== Passage

Re: thinkpad x60: sound problems in 4.15-rc1 was Re: thinkpad x60: sound problems in 4.14.0-next-20171114

From: vcaputo
Date: Sat Dec 23 2017 - 00:33:25 EST


On Wed, Dec 20, 2017 at 01:33:45AM +0100, Thomas Gleixner wrote:
> On Tue, 19 Dec 2017, vcaputo@xxxxxxxxxxx wrote:
> > On Wed, Dec 20, 2017 at 12:22:12AM +0100, Pavel Machek wrote:
> > > You forgot to mention commit id :-).
> > >
> >
> > That is very strange, anyhow:
> >
> > commit fdba46ffb4c203b6e6794163493fd310f98bb4be
> > Author: Thomas Gleixner <tglx@xxxxxxxxxxxxx>
> > Date: Wed Sep 13 23:29:27 2017 +0200
> >
> > x86/apic: Get rid of multi CPU affinity
> >
> >
> > Will try reverting soon, just a bit busy today out in the desert and the sun
> > is going down so my solar panel is useless.
>
> The revert is not trivial.
>
> What is the exact problem and how do you reproduce that?
>
> Thanks,
>

So I had some time today to poke at this some more. Since it looks to
be easily reproduced by simply pulling the AC power while playing music
or doing IO, and dmesg clearly reports using mwait, I tried booting with
idle=nomwait to see if that made any difference. It didn't, the same
thing still occurs.

In trying to make sense of this totally unfamiliar apic code and better
understand these changes, I came across this comment which seemed a bit
telling:

40 void flat_vector_allocation_domain(int cpu, struct cpumask *retmask,
41 const struct cpumask *mask)

====

### Task instructions:
[1] In the ThinkPad X60 sound-problem message, which boot option did the writer try after dmesg reported mwait in use?
[2] Continue the ThinkPad X60 sound-problem message from its final line.

== Supplied records

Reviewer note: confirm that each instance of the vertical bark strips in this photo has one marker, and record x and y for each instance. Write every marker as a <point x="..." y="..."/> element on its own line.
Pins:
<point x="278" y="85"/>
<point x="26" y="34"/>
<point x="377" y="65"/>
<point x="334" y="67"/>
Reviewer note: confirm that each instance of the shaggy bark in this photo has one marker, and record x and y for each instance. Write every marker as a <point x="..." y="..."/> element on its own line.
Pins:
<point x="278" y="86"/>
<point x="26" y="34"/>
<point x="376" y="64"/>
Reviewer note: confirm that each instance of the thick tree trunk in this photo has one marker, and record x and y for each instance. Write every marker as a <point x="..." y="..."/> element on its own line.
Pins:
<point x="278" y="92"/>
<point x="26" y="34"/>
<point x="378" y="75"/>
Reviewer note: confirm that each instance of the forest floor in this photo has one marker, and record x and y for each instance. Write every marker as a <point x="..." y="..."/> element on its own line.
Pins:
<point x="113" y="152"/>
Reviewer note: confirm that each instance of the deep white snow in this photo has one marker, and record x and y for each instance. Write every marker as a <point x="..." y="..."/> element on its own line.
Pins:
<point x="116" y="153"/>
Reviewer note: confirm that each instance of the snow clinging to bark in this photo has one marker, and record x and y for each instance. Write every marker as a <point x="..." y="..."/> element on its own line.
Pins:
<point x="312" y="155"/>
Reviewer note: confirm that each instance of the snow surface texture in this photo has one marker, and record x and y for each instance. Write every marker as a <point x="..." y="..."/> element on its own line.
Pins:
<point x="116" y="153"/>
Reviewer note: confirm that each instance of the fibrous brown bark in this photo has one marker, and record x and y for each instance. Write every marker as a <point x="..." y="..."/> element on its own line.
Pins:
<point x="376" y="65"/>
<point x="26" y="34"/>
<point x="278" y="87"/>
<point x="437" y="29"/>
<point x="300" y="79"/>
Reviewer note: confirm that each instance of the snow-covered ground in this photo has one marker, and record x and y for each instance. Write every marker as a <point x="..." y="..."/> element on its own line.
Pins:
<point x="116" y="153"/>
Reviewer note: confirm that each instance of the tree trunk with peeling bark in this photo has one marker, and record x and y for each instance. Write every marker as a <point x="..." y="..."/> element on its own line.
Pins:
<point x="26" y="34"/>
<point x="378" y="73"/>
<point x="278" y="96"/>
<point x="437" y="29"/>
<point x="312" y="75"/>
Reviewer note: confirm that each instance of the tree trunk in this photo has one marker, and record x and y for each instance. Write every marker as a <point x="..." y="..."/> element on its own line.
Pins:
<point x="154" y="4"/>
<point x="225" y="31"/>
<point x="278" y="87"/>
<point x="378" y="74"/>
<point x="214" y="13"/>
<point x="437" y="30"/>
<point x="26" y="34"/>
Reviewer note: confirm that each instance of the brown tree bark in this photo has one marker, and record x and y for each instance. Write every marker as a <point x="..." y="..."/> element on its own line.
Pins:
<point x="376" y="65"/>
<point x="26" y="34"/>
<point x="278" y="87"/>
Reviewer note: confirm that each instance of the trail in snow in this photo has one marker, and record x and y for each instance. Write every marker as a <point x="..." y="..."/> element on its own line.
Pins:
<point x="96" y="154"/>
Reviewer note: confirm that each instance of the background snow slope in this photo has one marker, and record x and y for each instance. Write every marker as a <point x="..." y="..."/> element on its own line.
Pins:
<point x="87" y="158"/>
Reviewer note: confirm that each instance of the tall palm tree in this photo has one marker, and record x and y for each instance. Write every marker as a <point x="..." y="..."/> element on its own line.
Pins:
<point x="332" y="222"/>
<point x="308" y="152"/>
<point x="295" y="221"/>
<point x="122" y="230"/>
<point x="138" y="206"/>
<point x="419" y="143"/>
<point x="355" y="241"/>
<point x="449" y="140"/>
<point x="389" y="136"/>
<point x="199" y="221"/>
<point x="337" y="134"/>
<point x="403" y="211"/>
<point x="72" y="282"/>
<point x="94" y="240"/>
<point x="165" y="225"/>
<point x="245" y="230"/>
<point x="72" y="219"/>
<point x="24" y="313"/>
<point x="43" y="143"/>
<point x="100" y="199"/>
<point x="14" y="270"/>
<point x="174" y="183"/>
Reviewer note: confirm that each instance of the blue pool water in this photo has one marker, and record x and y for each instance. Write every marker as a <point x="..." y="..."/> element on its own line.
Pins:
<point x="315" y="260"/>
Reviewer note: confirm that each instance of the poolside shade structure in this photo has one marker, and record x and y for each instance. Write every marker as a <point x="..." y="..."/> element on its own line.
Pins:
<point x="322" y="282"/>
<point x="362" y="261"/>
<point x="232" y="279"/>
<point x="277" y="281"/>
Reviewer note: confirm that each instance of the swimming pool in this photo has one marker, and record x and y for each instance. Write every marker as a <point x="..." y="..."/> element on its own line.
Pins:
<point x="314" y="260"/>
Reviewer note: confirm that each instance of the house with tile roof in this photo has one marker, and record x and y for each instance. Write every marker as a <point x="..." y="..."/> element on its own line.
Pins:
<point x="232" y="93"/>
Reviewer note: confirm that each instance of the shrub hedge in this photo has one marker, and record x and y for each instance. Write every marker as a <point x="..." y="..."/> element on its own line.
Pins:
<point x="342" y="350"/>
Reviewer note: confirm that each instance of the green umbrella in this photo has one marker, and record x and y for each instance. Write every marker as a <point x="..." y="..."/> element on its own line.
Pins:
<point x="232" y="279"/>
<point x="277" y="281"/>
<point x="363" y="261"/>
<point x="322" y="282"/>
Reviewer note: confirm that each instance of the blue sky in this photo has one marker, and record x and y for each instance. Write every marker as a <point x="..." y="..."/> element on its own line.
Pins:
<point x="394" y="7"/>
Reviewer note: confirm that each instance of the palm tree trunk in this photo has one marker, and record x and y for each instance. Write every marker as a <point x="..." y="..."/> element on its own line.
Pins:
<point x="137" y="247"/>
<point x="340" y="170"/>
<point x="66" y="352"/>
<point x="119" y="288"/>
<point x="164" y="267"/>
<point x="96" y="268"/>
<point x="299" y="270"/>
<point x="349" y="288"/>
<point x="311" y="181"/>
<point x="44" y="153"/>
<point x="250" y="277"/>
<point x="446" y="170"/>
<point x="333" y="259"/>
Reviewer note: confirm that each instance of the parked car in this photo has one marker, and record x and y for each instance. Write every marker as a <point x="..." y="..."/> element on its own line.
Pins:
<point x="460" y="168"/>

====

### Answers below:
[1] idle=nomwait, which made no difference.

[2]
42 {
43 /*
44 * Careful. Some cpus do not strictly honor the set of cpus
45 * specified in the interrupt destination when using lowest
46 * priority interrupt delivery mode.
47 *
48 * In particular there was a hyperthreading cpu observed to
49 * deliver interrupts to the wrong hyperthread when only one
50 * hyperthread was specified in the interrupt desitination.
51 */
52 cpumask_clear(retmask);
53 cpumask_bits(retmask)[0] = APIC_ALL_CPUS;
54 }

It's this allocation domain mask hook which has been bypassed by the
offending commit. The existing approach is more robust in the face of
relaxed adherence to destination cpumasks since it's all-inclusive,
whereas the new code is exclusive to a specific cpu.

Is it possible what I'm observing is just another manifestation of
what's being described in that comment? This is a core 2 duo, so not
hyper-threaded. But maybe something funny happens when switching
cstates in response to interrupts - like maybe the wrong cpu can be used
if it can save power vs. powering up another? Just thinking out loud
here.

In any case, 4.15-rc4 is quite unusable on my machine because of this.

Pavel, do you observe the same behavior on your x60, WRT AC power?

I've dropped Takashi from the CC list as this pretty clearly isn't a
sound-specific problem.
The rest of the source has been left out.